◆ Exercise prompt: Give the total of lines holding the word "queried" in the records below, and nothing else.

◆ Dataset excerpts:
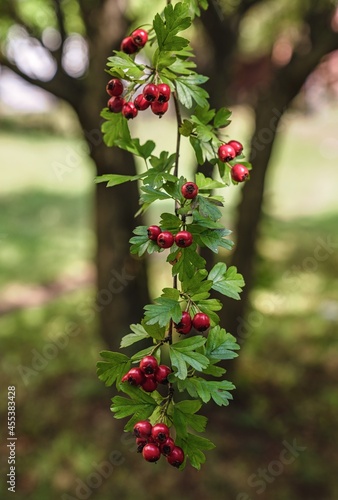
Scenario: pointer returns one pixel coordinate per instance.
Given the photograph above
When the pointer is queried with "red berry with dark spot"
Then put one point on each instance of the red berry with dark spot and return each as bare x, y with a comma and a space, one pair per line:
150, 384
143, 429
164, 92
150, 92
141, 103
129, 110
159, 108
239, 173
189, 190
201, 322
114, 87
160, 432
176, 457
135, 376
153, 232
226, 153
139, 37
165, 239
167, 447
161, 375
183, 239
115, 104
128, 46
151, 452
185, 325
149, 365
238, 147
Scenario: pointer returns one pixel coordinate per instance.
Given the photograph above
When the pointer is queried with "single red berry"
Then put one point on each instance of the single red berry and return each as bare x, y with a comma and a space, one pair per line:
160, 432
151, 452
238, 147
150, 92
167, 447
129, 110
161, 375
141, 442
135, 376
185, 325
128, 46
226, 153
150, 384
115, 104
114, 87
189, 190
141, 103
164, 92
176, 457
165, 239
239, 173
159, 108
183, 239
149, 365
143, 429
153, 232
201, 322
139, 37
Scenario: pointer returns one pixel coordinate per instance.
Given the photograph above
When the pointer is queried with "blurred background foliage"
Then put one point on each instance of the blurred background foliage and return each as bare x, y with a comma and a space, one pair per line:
---
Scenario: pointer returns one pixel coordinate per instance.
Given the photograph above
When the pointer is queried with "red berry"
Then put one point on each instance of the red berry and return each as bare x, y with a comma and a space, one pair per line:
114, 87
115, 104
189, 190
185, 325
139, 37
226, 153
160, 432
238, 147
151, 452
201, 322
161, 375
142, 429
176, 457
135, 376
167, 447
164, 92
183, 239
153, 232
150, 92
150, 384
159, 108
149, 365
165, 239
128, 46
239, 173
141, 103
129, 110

◆ Completed task: 4